» 作業依頼 1
国保料をめぐる本文のうち、「私が、本会議で、高すぎる国保」という語を含む箇所で始まり「達、胸に痛みを感じませんか。」で終わる部分を、一字も変えずに書き写せ。
» 作業依頼 2
国保料をめぐる本文について、次の問いに答えよ。
(a) 全国の市町村が一般会計から国保会計に繰り入れている公費は、総額でいくらか。
(b) 繰り入れをやめるよう求めた通達は、いつ、どの省から出されたか。
(c) 都道府県が市町村国保の広域化を支援するために策定する方針は、何と呼ばれているか。

» 本文

民主党政権は昨年5月、厚生労働省の通達で、市町村が独自に行っている一般会計から国保会計への繰り入れをやめ、「保険料の引上げ」に転嫁せよとの号令をかけています。いま、(全国の)市町村は、財政が苦しい中でも必死に努力して、総額で3700億円の公費を繰り入れて、国保料のこれ以上の値上げを抑える努力をしています。それをやめたら国保料は、さらに1人平均1万円、4人家族で平均4万円もの値上げになってしまいます。
私が、本会議で、高すぎる国保料の値上げに追い打ちをかけるこの通達はただちに撤回すべきだとただしたのに対して、総理はどうお答えになったか。「ご指摘の通達は、保険料引き上げだけでなく、収納率向上や医療費適正化策などの推進など、国保財政安定化のための施策を提言したものです」という答弁でした。要するに、“国保料の引き上げだけでなくていろいろやっている。国保財政安定化のためには国保料引き上げは当然だ”という答弁だったと思います。
今でさえ、高すぎて払えないという悲鳴が列島にうずまいているときに、4人家族で平均4万円もの保険料引き上げの通達を出す。総理、胸に痛みを感じませんか。「かなり重い」とおっしゃられましたね。そういう通達、胸に痛みを感じませんか。
細川律夫厚生労働相 志位委員のご質問にお答えいたしますが、国民健康保険、ご承知のように保険財政がたいへん規模が小さい、不安定になりやすいということで、財政運営の広域化というのがいま大きな課題となっておりまして、都道府県が市町村国保の広域化を支援するための方針、これは広域化等支援方針といっておりますが、それを策定して広域化を推進しているところでございます。

» 領域指示データ
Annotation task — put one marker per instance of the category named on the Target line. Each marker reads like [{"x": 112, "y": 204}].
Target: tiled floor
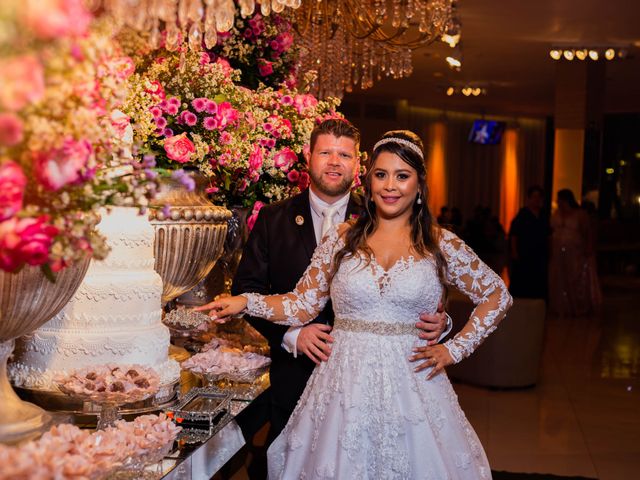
[{"x": 583, "y": 417}]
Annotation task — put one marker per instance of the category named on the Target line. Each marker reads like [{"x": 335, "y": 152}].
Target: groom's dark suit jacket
[{"x": 276, "y": 255}]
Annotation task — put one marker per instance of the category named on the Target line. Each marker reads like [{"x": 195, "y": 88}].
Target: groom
[{"x": 279, "y": 250}]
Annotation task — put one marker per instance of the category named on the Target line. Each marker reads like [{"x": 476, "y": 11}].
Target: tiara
[{"x": 401, "y": 141}]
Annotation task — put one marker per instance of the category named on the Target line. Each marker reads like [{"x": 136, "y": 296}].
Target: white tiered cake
[{"x": 114, "y": 317}]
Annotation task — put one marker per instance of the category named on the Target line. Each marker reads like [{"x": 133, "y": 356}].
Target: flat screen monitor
[{"x": 486, "y": 132}]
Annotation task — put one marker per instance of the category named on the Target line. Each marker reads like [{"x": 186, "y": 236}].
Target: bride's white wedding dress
[{"x": 365, "y": 413}]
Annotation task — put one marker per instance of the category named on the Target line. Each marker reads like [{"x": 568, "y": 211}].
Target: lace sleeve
[
  {"x": 311, "y": 294},
  {"x": 482, "y": 285}
]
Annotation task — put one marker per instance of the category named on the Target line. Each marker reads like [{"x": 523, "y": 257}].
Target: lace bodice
[{"x": 368, "y": 293}]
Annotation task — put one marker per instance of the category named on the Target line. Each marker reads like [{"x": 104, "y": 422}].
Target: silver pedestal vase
[
  {"x": 28, "y": 300},
  {"x": 190, "y": 239}
]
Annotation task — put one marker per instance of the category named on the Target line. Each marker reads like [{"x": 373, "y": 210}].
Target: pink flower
[
  {"x": 156, "y": 112},
  {"x": 179, "y": 148},
  {"x": 265, "y": 67},
  {"x": 251, "y": 220},
  {"x": 293, "y": 176},
  {"x": 200, "y": 104},
  {"x": 21, "y": 82},
  {"x": 11, "y": 129},
  {"x": 25, "y": 240},
  {"x": 122, "y": 67},
  {"x": 225, "y": 138},
  {"x": 285, "y": 159},
  {"x": 161, "y": 122},
  {"x": 210, "y": 123},
  {"x": 171, "y": 109},
  {"x": 226, "y": 67},
  {"x": 120, "y": 122},
  {"x": 227, "y": 115},
  {"x": 255, "y": 158},
  {"x": 63, "y": 166},
  {"x": 57, "y": 18},
  {"x": 304, "y": 181},
  {"x": 12, "y": 184}
]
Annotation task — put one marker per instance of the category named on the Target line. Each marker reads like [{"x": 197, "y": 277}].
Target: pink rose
[
  {"x": 179, "y": 148},
  {"x": 227, "y": 115},
  {"x": 285, "y": 159},
  {"x": 265, "y": 67},
  {"x": 304, "y": 181},
  {"x": 21, "y": 82},
  {"x": 156, "y": 89},
  {"x": 122, "y": 67},
  {"x": 120, "y": 122},
  {"x": 10, "y": 129},
  {"x": 12, "y": 184},
  {"x": 57, "y": 18},
  {"x": 293, "y": 176},
  {"x": 63, "y": 166},
  {"x": 25, "y": 240},
  {"x": 255, "y": 158}
]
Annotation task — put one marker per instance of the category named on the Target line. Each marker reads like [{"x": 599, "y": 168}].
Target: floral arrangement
[
  {"x": 189, "y": 111},
  {"x": 63, "y": 141},
  {"x": 261, "y": 48}
]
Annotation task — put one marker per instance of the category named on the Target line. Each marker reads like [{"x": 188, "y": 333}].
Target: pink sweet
[{"x": 12, "y": 185}]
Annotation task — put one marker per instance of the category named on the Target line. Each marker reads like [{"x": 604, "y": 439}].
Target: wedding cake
[{"x": 114, "y": 317}]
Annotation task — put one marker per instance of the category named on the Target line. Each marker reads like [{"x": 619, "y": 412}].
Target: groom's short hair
[{"x": 338, "y": 127}]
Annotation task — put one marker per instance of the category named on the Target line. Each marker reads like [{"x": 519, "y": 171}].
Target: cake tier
[
  {"x": 106, "y": 302},
  {"x": 130, "y": 237},
  {"x": 45, "y": 354}
]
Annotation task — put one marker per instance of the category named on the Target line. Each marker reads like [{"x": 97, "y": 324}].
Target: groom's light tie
[{"x": 328, "y": 215}]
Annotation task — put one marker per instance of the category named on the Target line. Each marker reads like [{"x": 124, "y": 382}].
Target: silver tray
[{"x": 201, "y": 406}]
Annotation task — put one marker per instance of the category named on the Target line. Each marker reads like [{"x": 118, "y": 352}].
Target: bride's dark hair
[{"x": 424, "y": 231}]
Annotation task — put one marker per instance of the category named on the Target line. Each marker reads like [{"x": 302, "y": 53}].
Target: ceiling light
[
  {"x": 581, "y": 54},
  {"x": 556, "y": 54}
]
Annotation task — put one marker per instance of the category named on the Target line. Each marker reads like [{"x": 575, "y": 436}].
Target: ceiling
[{"x": 505, "y": 47}]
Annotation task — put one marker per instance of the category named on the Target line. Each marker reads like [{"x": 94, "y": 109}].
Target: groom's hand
[
  {"x": 314, "y": 341},
  {"x": 432, "y": 325}
]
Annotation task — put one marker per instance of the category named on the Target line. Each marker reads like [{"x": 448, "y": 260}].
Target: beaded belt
[{"x": 379, "y": 328}]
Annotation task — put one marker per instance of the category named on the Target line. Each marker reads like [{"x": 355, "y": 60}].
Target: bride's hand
[
  {"x": 221, "y": 309},
  {"x": 436, "y": 356}
]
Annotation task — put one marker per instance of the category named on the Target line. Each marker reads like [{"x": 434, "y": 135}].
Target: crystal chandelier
[
  {"x": 354, "y": 42},
  {"x": 196, "y": 20}
]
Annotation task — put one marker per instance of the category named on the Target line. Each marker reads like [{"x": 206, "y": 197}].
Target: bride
[{"x": 366, "y": 413}]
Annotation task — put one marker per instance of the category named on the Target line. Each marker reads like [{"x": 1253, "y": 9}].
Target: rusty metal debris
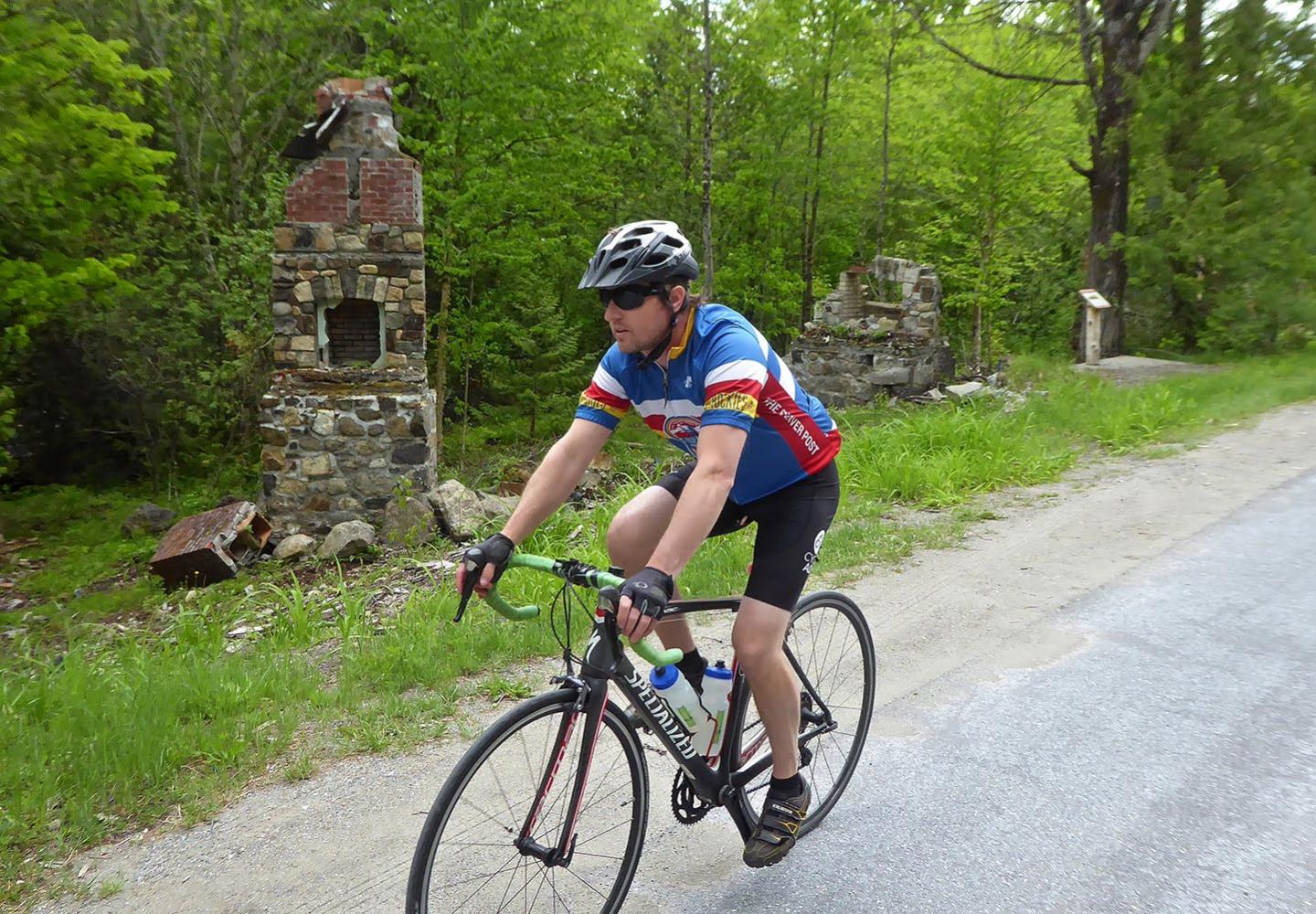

» 解答 1
私が、本会議で、高すぎる国保料の値上げに追い打ちをかけるこの通達はただちに撤回すべきだとただしたのに対して、総理はどうお答えになったか。「ご指摘の通達は、保険料引き上げだけでなく、収納率向上や医療費適正化策などの推進など、国保財政安定化のための施策を提言したものです」という答弁でした。要するに、“国保料の引き上げだけでなくていろいろやっている。国保財政安定化のためには国保料引き上げは当然だ”という答弁だったと思います。
今でさえ、高すぎて払えないという悲鳴が列島にうずまいているときに、4人家族で平均4万円もの保険料引き上げの通達を出す。総理、胸に痛みを感じませんか。「かなり重い」とおっしゃられましたね。そういう通達、胸に痛みを感じませんか。

» 解答 2
(a) 3700億円
(b) 昨年5月、厚生労働省
(c) 広域化等支援方針